§ WRITTEN REQUEST
Can you write out every line again from the line containing "Query: dark green background" through the end of the rows, adding 31 to each coordinate?

Location identification entries:
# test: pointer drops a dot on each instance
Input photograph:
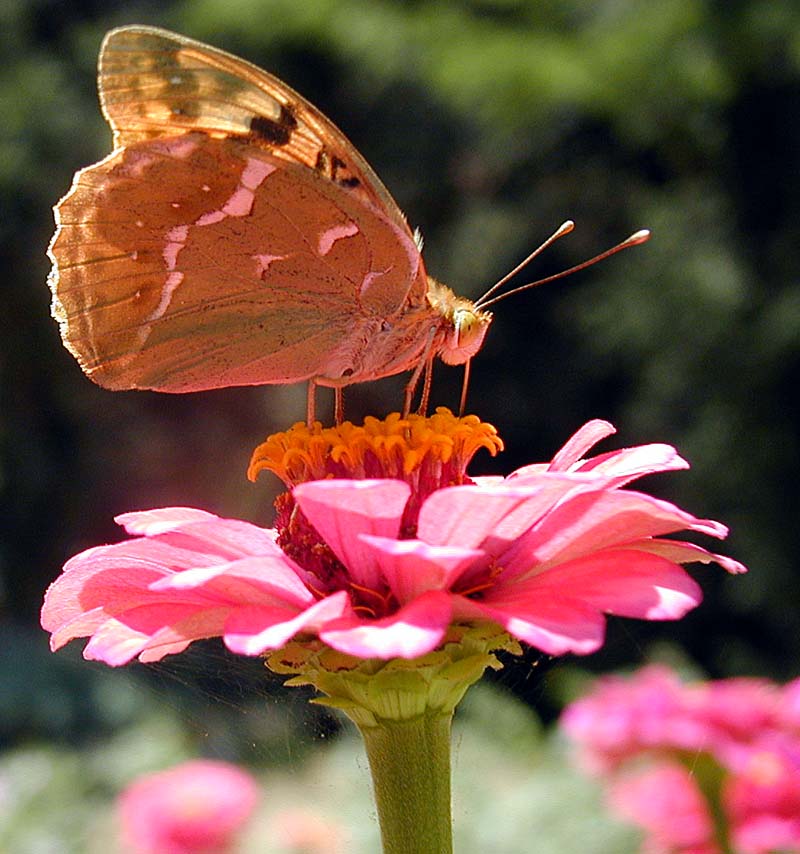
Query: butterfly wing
(200, 254)
(156, 83)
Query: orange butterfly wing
(233, 237)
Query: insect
(234, 236)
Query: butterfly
(234, 236)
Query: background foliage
(491, 121)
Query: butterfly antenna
(634, 240)
(563, 229)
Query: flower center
(428, 453)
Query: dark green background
(491, 122)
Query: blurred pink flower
(763, 798)
(380, 568)
(666, 803)
(740, 736)
(654, 711)
(307, 832)
(198, 807)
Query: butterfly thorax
(463, 325)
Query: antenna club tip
(640, 236)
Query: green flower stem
(410, 765)
(403, 708)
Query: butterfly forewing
(249, 270)
(156, 83)
(235, 237)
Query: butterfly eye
(468, 330)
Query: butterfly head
(465, 325)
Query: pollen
(427, 452)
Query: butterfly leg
(311, 403)
(464, 386)
(425, 397)
(338, 405)
(426, 361)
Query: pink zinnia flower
(654, 711)
(198, 807)
(665, 801)
(763, 798)
(384, 543)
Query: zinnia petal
(342, 510)
(414, 630)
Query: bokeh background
(491, 121)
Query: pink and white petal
(628, 464)
(122, 638)
(223, 539)
(583, 440)
(340, 510)
(412, 567)
(680, 551)
(80, 626)
(554, 624)
(624, 582)
(252, 631)
(487, 517)
(149, 523)
(263, 580)
(106, 577)
(157, 650)
(488, 480)
(414, 630)
(590, 521)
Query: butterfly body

§ RESULT OF THE TASK
Query: dark green background
(522, 153)
Query: blurred pink flower
(794, 829)
(411, 599)
(697, 834)
(771, 767)
(685, 742)
(338, 863)
(229, 838)
Query: butterfly thorax
(494, 356)
Query: antenna club tip
(671, 267)
Query: green flower stem
(441, 796)
(434, 739)
Query: butterfly forewing
(280, 301)
(187, 114)
(266, 268)
Query: butterfly eye
(499, 361)
Query: butterfly head
(496, 356)
Query: pollen
(458, 483)
Query: butterfly leg
(342, 434)
(495, 417)
(456, 428)
(369, 436)
(457, 392)
Query: pink zinnia flower
(685, 742)
(229, 838)
(696, 832)
(794, 829)
(415, 574)
Query: zinnia petal
(373, 541)
(445, 661)
Query: bokeh background
(522, 152)
Query: pink and white petal
(659, 495)
(153, 669)
(254, 570)
(614, 471)
(371, 541)
(443, 598)
(711, 582)
(111, 657)
(585, 655)
(655, 613)
(283, 662)
(518, 548)
(180, 554)
(294, 611)
(137, 608)
(188, 681)
(519, 511)
(445, 661)
(621, 552)
Query: butterfly body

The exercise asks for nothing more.